▶ EXERCISE:
Taking the line containing "Thanks for the photo. Could you please mark the white barrier" as the first and the last line of the entries as the end, reproduce every line between them exactly, including both.

--- START ---

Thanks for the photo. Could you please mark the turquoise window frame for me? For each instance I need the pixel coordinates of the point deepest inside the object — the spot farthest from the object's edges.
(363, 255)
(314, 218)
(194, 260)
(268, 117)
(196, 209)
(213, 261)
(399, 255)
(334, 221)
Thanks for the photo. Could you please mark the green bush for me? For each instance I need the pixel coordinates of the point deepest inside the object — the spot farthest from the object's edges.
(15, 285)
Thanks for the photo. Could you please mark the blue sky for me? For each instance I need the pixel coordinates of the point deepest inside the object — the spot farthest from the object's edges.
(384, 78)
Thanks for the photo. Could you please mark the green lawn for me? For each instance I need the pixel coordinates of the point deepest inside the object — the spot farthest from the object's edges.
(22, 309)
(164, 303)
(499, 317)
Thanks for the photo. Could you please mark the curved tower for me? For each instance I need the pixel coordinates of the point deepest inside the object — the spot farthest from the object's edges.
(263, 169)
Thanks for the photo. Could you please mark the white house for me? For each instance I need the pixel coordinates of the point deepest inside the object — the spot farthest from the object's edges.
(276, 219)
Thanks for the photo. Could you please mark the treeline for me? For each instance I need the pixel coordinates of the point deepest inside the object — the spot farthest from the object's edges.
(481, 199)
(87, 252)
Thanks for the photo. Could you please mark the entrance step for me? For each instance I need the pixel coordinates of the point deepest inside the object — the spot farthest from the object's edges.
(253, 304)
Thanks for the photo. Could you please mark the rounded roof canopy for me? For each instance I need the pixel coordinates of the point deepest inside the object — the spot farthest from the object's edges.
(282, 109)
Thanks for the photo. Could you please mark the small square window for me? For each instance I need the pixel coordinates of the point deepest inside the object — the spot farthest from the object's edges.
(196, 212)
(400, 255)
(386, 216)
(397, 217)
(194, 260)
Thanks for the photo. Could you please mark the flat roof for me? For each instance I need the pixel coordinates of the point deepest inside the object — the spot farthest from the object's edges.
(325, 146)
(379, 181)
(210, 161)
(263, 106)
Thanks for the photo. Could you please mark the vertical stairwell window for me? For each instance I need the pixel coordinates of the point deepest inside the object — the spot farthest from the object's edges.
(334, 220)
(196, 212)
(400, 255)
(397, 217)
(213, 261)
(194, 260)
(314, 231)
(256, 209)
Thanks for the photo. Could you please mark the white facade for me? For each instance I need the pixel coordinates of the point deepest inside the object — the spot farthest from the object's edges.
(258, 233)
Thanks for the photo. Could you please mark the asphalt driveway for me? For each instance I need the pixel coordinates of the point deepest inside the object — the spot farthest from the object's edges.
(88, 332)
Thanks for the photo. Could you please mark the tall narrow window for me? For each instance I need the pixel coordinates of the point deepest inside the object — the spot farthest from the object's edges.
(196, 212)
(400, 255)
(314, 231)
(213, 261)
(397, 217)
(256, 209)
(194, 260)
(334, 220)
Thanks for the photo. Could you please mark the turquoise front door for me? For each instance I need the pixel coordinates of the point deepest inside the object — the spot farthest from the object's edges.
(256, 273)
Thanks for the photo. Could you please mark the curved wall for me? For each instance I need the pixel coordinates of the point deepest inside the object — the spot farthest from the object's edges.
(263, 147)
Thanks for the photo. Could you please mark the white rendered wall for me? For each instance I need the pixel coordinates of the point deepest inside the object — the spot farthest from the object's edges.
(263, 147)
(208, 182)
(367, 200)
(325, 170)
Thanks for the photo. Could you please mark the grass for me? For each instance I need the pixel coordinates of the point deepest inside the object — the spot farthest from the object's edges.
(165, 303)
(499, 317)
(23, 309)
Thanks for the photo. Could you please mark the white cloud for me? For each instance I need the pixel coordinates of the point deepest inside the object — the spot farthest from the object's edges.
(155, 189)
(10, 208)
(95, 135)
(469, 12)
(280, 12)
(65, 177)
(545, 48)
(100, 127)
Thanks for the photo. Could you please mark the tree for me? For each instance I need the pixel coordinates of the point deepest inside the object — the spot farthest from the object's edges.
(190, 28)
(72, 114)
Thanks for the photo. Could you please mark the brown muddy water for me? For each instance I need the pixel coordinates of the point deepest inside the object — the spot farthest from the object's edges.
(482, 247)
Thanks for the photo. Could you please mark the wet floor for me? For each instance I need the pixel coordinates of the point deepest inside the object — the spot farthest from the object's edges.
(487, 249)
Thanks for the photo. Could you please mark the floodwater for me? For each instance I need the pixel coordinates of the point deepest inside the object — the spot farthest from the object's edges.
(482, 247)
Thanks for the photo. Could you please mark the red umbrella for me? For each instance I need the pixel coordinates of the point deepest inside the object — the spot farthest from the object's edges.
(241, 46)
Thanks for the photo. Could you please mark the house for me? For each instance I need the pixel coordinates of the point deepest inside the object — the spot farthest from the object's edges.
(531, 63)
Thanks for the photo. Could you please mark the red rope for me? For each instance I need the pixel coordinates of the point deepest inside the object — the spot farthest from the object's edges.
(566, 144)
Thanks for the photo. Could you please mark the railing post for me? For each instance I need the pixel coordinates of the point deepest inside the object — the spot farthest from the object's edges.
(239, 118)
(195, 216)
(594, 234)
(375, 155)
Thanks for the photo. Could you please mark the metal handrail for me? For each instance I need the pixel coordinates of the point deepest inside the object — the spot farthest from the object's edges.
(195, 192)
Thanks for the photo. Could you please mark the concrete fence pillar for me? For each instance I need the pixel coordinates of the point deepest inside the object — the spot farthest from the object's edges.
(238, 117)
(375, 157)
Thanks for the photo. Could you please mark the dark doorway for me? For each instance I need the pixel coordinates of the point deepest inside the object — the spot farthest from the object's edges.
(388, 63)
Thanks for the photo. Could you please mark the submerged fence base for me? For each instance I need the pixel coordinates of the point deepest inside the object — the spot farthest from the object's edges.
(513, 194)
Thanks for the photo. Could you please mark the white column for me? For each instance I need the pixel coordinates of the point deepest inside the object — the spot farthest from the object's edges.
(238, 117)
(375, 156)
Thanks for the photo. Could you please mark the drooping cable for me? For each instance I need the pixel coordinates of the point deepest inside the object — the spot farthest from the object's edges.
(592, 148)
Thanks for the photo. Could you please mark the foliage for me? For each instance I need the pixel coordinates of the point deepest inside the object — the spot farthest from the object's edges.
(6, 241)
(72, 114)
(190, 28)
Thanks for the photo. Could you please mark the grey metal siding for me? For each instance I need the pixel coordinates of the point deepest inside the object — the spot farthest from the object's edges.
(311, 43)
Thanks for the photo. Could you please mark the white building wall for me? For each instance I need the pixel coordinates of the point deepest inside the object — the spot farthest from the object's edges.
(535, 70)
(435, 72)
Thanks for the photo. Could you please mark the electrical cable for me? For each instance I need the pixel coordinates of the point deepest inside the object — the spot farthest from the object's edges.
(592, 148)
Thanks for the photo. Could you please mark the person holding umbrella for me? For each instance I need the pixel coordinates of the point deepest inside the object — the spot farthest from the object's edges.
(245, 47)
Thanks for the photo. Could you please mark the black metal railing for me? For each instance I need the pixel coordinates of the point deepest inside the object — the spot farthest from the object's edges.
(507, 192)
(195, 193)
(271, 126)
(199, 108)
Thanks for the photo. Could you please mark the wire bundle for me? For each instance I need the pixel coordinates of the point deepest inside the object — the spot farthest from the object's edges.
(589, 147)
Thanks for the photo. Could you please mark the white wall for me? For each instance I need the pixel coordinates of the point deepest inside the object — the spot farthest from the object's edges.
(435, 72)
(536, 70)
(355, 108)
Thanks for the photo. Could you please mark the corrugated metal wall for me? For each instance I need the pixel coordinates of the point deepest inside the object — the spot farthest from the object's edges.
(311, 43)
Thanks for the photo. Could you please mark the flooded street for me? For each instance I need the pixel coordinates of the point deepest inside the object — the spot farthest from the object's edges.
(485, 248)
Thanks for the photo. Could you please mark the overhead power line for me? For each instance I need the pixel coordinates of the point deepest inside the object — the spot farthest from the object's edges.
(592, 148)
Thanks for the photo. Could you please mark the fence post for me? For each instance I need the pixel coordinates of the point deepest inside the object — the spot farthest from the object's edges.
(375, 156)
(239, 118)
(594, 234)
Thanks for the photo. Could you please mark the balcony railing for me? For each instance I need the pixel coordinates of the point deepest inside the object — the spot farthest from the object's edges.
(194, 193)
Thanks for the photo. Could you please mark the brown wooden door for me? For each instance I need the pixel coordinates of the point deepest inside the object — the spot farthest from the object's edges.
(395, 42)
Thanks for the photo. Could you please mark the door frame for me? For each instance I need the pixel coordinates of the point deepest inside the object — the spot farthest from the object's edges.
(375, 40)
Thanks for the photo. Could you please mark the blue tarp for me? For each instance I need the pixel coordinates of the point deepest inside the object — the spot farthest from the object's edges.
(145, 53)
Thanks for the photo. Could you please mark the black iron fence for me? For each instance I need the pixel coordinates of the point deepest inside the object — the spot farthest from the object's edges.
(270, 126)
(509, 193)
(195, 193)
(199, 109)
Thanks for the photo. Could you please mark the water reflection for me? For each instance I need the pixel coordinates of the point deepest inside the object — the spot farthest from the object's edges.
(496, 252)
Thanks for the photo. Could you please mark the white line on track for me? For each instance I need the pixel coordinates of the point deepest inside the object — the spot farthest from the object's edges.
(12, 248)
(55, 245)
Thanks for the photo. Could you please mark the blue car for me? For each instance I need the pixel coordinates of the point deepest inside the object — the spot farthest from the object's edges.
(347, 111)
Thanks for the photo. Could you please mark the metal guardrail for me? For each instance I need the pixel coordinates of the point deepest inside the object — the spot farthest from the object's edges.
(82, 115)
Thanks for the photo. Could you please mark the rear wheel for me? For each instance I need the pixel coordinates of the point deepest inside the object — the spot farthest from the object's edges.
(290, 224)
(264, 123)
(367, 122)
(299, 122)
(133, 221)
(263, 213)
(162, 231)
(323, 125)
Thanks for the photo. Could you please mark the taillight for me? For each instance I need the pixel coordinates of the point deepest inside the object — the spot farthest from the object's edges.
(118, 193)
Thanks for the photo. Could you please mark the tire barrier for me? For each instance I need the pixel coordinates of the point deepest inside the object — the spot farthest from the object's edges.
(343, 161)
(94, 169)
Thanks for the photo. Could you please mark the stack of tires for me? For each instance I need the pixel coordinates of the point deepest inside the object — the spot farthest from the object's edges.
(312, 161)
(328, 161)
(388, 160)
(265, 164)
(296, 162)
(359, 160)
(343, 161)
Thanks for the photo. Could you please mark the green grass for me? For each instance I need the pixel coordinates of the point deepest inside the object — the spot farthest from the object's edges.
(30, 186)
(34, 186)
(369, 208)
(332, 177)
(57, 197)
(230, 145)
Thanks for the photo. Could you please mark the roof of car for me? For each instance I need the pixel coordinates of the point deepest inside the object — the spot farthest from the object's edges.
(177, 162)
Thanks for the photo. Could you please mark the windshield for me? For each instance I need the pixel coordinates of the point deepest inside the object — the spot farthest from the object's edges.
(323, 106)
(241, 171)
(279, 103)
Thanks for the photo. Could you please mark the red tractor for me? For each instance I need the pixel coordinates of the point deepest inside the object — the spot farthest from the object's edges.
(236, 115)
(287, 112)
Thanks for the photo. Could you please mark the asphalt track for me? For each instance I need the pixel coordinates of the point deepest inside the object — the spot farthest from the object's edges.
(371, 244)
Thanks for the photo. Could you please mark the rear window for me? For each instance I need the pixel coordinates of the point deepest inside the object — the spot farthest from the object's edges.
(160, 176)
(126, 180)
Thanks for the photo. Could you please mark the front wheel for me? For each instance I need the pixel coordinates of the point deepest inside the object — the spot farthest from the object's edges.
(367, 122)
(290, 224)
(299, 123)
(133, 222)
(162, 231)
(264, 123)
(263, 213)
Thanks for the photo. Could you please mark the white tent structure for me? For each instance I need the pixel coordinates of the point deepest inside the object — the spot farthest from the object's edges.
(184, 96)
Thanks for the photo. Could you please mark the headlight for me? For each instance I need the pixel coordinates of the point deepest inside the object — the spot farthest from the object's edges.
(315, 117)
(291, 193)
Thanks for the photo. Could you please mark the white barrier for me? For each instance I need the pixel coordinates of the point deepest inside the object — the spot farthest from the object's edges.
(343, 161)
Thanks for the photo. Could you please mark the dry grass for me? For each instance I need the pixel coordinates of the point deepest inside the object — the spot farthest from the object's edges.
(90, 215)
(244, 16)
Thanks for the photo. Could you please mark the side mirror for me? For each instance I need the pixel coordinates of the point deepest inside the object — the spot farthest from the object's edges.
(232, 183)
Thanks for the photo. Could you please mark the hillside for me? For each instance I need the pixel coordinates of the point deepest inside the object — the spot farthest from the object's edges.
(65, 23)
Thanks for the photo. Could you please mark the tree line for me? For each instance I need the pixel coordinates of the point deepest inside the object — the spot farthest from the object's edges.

--- END ---

▶ RESULT OF THIS TASK:
Thanks for the photo. Could you please mark the white barrier for me? For each instance I need the pixel coordinates of the point deepest inside the object — the spot farthest from the object's edges.
(343, 161)
Thanks for the photo. Could you please mark the dry grass for me? For each instance I need the pixel coordinates of the point deepest inside the object — the spot farthest from the object's edges.
(90, 215)
(244, 16)
Thanks for the photo. Could you please mark the side mirror for me? For each instance I need the pixel coordinates of the point deepest inside the object — the spot farthest from the object's edges.
(232, 183)
Thanks for the photo. Could you please mark the hillside for me? For each instance I need the pixel coordinates of the point deepest inside the object — the spot farthest from the object's edges.
(65, 23)
Thanks for the photo. Could you please mark the tree line for me? For each instance I need the pixel coordinates of the point deepest inside the object — the spot farthest from the object's edges.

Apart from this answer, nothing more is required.